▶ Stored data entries

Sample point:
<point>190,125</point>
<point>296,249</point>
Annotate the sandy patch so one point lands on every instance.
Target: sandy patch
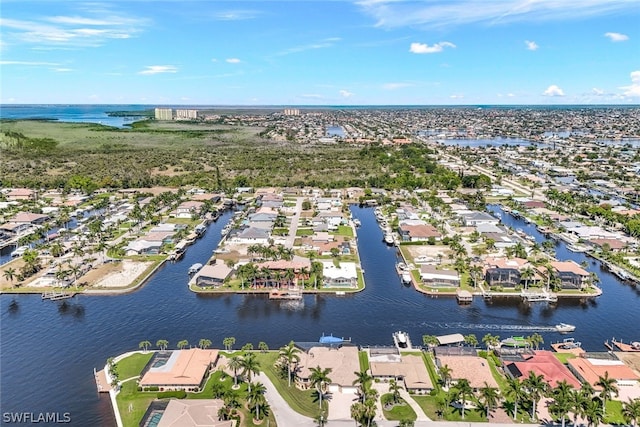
<point>122,274</point>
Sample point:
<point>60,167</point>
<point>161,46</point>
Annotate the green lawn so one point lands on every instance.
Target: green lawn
<point>132,366</point>
<point>300,401</point>
<point>400,412</point>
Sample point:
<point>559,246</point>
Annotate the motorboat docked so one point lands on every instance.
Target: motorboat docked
<point>19,251</point>
<point>406,277</point>
<point>564,328</point>
<point>195,268</point>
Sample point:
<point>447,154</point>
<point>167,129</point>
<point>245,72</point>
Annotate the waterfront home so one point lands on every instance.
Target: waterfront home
<point>475,218</point>
<point>342,361</point>
<point>541,362</point>
<point>431,276</point>
<point>29,218</point>
<point>179,369</point>
<point>417,231</point>
<point>409,370</point>
<point>343,276</point>
<point>252,236</point>
<point>189,209</point>
<point>507,272</point>
<point>143,247</point>
<point>213,275</point>
<point>186,413</point>
<point>590,370</point>
<point>21,194</point>
<point>471,367</point>
<point>571,275</point>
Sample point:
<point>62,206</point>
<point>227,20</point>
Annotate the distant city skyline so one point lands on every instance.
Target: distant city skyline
<point>366,52</point>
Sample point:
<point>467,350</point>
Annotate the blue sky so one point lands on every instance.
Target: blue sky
<point>361,52</point>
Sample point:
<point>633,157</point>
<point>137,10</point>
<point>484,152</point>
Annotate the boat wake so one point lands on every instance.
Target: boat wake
<point>489,327</point>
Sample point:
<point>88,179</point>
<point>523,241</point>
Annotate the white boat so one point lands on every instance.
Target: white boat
<point>195,268</point>
<point>565,328</point>
<point>19,251</point>
<point>406,277</point>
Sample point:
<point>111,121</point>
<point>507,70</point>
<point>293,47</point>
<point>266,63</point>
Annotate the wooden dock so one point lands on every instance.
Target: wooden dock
<point>55,296</point>
<point>101,381</point>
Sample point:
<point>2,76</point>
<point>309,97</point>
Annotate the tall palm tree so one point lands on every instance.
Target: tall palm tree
<point>489,395</point>
<point>319,379</point>
<point>250,365</point>
<point>515,390</point>
<point>256,397</point>
<point>445,375</point>
<point>289,354</point>
<point>144,345</point>
<point>362,380</point>
<point>562,401</point>
<point>631,411</point>
<point>593,412</point>
<point>608,387</point>
<point>462,392</point>
<point>536,387</point>
<point>235,363</point>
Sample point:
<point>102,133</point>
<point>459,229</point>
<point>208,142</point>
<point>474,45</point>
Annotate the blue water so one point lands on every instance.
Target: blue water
<point>72,113</point>
<point>49,349</point>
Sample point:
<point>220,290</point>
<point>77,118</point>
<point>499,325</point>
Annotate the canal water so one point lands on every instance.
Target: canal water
<point>49,349</point>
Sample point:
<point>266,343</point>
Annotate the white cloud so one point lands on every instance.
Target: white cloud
<point>633,91</point>
<point>616,37</point>
<point>425,48</point>
<point>396,85</point>
<point>236,15</point>
<point>553,90</point>
<point>30,63</point>
<point>158,69</point>
<point>395,13</point>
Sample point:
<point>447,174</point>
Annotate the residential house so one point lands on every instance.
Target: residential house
<point>343,276</point>
<point>433,277</point>
<point>213,275</point>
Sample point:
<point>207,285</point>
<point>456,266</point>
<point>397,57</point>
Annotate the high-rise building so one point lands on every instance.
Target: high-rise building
<point>164,114</point>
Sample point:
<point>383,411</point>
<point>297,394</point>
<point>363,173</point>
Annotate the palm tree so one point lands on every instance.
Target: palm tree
<point>250,366</point>
<point>445,375</point>
<point>631,411</point>
<point>10,274</point>
<point>463,391</point>
<point>362,380</point>
<point>256,397</point>
<point>609,387</point>
<point>489,396</point>
<point>228,343</point>
<point>562,401</point>
<point>516,391</point>
<point>234,364</point>
<point>536,387</point>
<point>394,389</point>
<point>319,379</point>
<point>289,354</point>
<point>593,412</point>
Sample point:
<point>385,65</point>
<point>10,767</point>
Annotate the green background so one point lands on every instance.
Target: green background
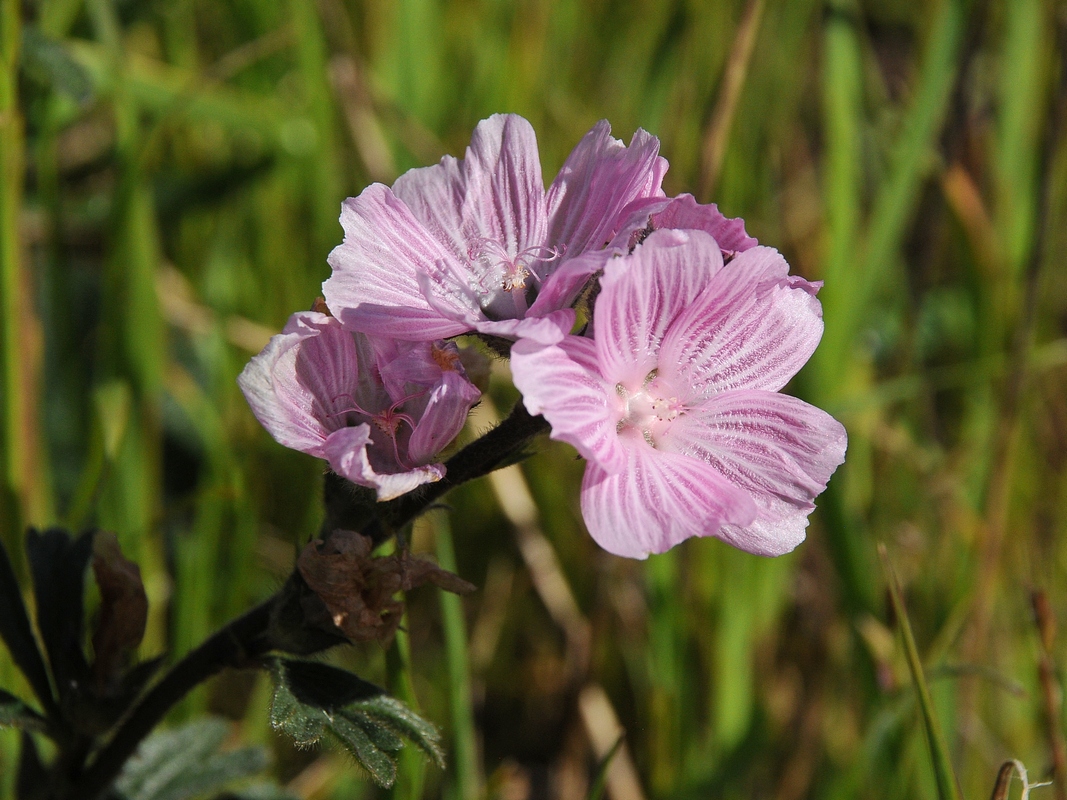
<point>172,174</point>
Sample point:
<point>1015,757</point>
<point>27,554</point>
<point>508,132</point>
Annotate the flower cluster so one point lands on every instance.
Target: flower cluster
<point>670,390</point>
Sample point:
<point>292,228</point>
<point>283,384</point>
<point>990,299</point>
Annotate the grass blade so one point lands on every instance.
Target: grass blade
<point>948,787</point>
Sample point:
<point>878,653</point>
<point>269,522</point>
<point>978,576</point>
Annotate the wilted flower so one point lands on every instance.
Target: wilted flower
<point>378,410</point>
<point>478,243</point>
<point>674,402</point>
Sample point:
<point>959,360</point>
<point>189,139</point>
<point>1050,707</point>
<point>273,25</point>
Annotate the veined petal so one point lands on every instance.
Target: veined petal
<point>548,329</point>
<point>778,449</point>
<point>375,283</point>
<point>600,178</point>
<point>444,416</point>
<point>561,381</point>
<point>643,292</point>
<point>495,193</point>
<point>753,326</point>
<point>505,189</point>
<point>301,379</point>
<point>677,213</point>
<point>347,452</point>
<point>657,500</point>
<point>562,287</point>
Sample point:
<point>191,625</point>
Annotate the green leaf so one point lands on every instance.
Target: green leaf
<point>47,61</point>
<point>399,718</point>
<point>59,564</point>
<point>302,723</point>
<point>187,763</point>
<point>380,765</point>
<point>32,782</point>
<point>600,781</point>
<point>948,787</point>
<point>16,714</point>
<point>312,699</point>
<point>18,636</point>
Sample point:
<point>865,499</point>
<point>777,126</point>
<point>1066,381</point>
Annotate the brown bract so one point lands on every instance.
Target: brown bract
<point>357,590</point>
<point>124,608</point>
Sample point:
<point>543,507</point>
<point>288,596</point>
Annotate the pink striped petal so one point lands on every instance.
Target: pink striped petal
<point>753,326</point>
<point>304,374</point>
<point>778,449</point>
<point>599,179</point>
<point>495,193</point>
<point>657,500</point>
<point>642,293</point>
<point>562,382</point>
<point>347,451</point>
<point>375,283</point>
<point>444,416</point>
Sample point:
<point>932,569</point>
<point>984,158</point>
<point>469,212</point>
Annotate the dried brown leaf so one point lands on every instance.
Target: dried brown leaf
<point>357,590</point>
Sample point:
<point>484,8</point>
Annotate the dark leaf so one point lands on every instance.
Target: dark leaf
<point>258,792</point>
<point>18,636</point>
<point>47,62</point>
<point>16,714</point>
<point>379,764</point>
<point>359,589</point>
<point>397,717</point>
<point>59,564</point>
<point>313,699</point>
<point>323,686</point>
<point>32,782</point>
<point>187,763</point>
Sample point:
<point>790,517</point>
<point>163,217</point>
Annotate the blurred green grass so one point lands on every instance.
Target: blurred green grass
<point>172,176</point>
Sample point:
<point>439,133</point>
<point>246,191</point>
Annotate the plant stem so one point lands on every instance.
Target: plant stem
<point>234,645</point>
<point>504,445</point>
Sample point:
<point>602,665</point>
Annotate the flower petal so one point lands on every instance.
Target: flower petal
<point>600,178</point>
<point>642,293</point>
<point>301,379</point>
<point>753,326</point>
<point>346,450</point>
<point>778,449</point>
<point>496,192</point>
<point>375,283</point>
<point>561,381</point>
<point>657,500</point>
<point>678,213</point>
<point>444,416</point>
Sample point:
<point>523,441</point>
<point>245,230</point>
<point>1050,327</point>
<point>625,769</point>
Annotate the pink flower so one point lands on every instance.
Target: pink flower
<point>477,244</point>
<point>379,411</point>
<point>674,401</point>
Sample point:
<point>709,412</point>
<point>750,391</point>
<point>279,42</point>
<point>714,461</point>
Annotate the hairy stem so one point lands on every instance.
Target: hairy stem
<point>243,639</point>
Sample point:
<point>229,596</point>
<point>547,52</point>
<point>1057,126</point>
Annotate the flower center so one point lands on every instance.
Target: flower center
<point>500,278</point>
<point>648,410</point>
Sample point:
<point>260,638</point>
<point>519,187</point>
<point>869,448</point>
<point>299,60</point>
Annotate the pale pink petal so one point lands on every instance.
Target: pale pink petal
<point>562,382</point>
<point>779,449</point>
<point>753,326</point>
<point>347,451</point>
<point>642,293</point>
<point>443,417</point>
<point>434,194</point>
<point>562,287</point>
<point>657,500</point>
<point>505,190</point>
<point>375,283</point>
<point>600,178</point>
<point>548,329</point>
<point>301,378</point>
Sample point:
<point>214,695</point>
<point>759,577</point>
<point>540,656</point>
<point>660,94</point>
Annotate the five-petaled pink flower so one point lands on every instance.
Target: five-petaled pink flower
<point>477,244</point>
<point>378,410</point>
<point>674,401</point>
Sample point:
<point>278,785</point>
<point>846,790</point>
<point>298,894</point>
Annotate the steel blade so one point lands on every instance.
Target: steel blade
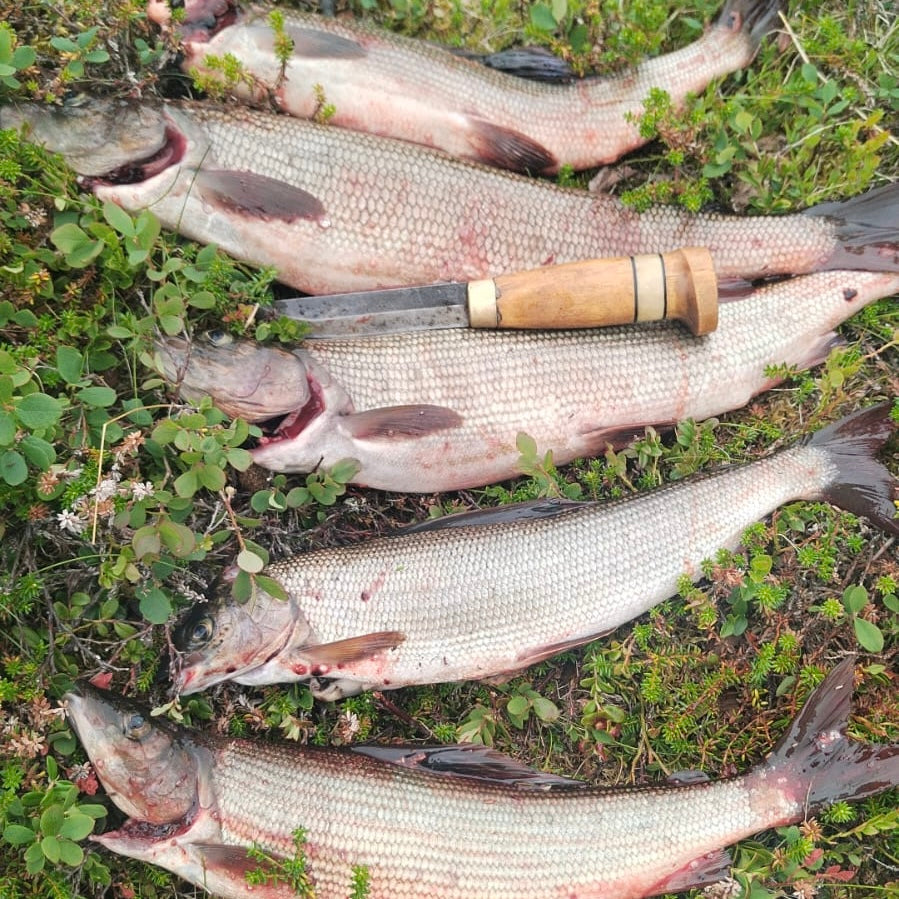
<point>389,322</point>
<point>366,302</point>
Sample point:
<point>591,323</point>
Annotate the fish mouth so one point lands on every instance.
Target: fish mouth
<point>135,171</point>
<point>143,833</point>
<point>291,425</point>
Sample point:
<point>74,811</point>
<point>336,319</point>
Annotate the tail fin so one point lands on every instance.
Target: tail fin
<point>862,486</point>
<point>755,17</point>
<point>867,230</point>
<point>818,762</point>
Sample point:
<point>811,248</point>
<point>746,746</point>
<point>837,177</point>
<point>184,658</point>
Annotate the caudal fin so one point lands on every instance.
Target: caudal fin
<point>862,486</point>
<point>817,761</point>
<point>754,17</point>
<point>867,230</point>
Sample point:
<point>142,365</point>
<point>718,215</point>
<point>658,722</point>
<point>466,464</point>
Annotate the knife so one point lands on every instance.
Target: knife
<point>677,285</point>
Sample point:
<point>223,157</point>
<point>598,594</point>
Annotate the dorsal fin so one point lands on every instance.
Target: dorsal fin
<point>509,149</point>
<point>311,43</point>
<point>470,761</point>
<point>396,422</point>
<point>532,509</point>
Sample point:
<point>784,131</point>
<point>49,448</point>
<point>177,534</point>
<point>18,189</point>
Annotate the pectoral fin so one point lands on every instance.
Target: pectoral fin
<point>532,509</point>
<point>257,196</point>
<point>471,761</point>
<point>392,422</point>
<point>509,149</point>
<point>353,649</point>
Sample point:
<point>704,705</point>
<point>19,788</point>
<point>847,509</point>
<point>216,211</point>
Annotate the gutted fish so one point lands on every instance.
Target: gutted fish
<point>441,410</point>
<point>450,822</point>
<point>490,592</point>
<point>334,210</point>
<point>398,87</point>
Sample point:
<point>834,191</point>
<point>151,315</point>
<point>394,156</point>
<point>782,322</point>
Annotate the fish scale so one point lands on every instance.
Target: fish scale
<point>480,600</point>
<point>447,220</point>
<point>573,392</point>
<point>411,853</point>
<point>449,822</point>
<point>492,592</point>
<point>391,85</point>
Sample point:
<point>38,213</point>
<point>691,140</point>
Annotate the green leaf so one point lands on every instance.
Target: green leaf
<point>178,539</point>
<point>855,599</point>
<point>17,835</point>
<point>97,396</point>
<point>69,363</point>
<point>155,606</point>
<point>38,411</point>
<point>545,709</point>
<point>186,484</point>
<point>542,17</point>
<point>93,809</point>
<point>249,561</point>
<point>79,248</point>
<point>70,853</point>
<point>344,470</point>
<point>37,451</point>
<point>34,858</point>
<point>868,635</point>
<point>76,826</point>
<point>211,477</point>
<point>51,819</point>
<point>7,428</point>
<point>13,469</point>
<point>50,848</point>
<point>239,458</point>
<point>242,588</point>
<point>146,541</point>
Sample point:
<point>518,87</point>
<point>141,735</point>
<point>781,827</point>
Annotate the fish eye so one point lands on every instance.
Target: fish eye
<point>201,633</point>
<point>136,727</point>
<point>219,337</point>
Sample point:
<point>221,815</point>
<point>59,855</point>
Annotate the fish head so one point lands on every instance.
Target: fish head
<point>148,766</point>
<point>96,137</point>
<point>245,380</point>
<point>301,405</point>
<point>225,639</point>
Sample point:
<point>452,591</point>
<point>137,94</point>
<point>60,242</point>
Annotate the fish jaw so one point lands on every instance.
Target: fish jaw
<point>223,641</point>
<point>96,138</point>
<point>148,769</point>
<point>246,380</point>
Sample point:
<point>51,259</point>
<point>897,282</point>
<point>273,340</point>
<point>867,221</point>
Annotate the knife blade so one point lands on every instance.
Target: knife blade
<point>599,292</point>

▶ TASK TO COMPLETE
Copy out, exactly and alone, the lines of the entries above between the ones holding "<point>543,507</point>" and "Annotate the flower petal", inclusive.

▶ YOUR RESPONSE
<point>543,507</point>
<point>288,596</point>
Annotate the pink striped petal so one point lands on every instance.
Target: pink striped petal
<point>753,326</point>
<point>304,374</point>
<point>778,449</point>
<point>599,179</point>
<point>495,193</point>
<point>657,500</point>
<point>642,293</point>
<point>562,382</point>
<point>347,451</point>
<point>375,283</point>
<point>444,416</point>
Sample point:
<point>932,569</point>
<point>984,158</point>
<point>469,212</point>
Annotate the dried brown leaf so one point lands on every instance.
Target: dried brown leaf
<point>357,590</point>
Sample point:
<point>484,8</point>
Annotate the dark leaf so one point lands on every instance.
Target: dark leaf
<point>258,792</point>
<point>18,636</point>
<point>47,62</point>
<point>16,714</point>
<point>379,764</point>
<point>359,589</point>
<point>397,717</point>
<point>59,564</point>
<point>313,699</point>
<point>323,686</point>
<point>32,782</point>
<point>187,763</point>
Sample point:
<point>790,517</point>
<point>163,217</point>
Annotate the blurred green grass so one point lands on every instance.
Target: blurred green grass
<point>172,176</point>
Sample point:
<point>439,133</point>
<point>246,191</point>
Annotate the plant stem so one point lands on every instance.
Target: plant stem
<point>234,645</point>
<point>504,445</point>
Sample point:
<point>602,665</point>
Annotate the flower petal so one point lands on every instance.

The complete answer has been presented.